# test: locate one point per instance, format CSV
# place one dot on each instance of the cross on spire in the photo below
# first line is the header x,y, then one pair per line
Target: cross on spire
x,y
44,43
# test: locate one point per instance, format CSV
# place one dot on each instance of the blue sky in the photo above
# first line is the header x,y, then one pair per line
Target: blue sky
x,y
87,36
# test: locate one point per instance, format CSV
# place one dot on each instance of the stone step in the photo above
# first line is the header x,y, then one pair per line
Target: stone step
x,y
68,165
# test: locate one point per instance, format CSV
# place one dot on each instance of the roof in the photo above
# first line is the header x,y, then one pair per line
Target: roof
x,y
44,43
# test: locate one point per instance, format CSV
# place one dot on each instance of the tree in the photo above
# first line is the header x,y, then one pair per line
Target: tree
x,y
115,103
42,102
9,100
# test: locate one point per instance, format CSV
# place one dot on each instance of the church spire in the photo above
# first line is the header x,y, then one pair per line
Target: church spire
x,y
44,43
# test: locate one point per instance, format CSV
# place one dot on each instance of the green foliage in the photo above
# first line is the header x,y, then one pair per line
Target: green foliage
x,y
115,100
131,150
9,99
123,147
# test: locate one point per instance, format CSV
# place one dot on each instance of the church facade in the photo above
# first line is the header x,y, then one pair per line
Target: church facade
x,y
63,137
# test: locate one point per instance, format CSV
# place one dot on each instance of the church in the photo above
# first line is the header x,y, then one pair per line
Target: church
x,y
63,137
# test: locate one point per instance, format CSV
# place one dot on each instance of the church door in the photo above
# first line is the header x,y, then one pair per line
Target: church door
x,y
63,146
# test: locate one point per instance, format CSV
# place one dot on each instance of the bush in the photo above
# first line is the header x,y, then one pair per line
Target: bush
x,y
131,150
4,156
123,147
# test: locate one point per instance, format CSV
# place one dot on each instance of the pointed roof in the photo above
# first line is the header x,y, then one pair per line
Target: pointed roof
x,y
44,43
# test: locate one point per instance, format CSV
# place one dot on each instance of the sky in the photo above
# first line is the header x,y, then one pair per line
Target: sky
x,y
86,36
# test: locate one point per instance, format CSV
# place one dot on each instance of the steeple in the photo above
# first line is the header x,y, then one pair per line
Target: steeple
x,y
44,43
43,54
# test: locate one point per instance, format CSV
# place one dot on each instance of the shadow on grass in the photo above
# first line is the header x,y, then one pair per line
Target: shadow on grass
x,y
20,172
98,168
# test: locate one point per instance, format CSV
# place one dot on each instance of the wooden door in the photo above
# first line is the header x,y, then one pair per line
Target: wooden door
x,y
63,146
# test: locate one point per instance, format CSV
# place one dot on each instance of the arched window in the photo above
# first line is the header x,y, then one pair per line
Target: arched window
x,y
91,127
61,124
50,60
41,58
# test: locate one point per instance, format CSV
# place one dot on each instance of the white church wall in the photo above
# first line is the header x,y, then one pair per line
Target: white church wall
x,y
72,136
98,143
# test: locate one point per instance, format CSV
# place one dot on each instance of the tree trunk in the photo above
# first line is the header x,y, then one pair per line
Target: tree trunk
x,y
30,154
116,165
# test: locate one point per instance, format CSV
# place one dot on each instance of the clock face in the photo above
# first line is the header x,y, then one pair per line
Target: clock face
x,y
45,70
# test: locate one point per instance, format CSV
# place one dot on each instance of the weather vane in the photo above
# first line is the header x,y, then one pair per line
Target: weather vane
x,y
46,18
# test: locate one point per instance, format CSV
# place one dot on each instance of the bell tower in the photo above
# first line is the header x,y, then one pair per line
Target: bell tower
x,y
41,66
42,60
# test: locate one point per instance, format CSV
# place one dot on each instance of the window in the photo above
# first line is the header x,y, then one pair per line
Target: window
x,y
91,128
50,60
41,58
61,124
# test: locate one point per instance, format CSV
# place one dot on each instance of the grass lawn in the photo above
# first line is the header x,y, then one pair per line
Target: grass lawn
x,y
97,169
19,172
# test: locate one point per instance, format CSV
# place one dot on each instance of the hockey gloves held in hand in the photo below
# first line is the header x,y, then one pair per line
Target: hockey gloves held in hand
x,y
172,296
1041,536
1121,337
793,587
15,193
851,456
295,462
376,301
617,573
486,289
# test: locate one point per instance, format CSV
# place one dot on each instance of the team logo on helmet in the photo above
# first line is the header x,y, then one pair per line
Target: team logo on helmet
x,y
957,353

What is required:
Search the records above for "below" and copy every line that has it.

Answer section:
# place one dot on each instance of the cross on spire in the photo below
# place one dot on each instance of the hockey gloves held in hand in the photo below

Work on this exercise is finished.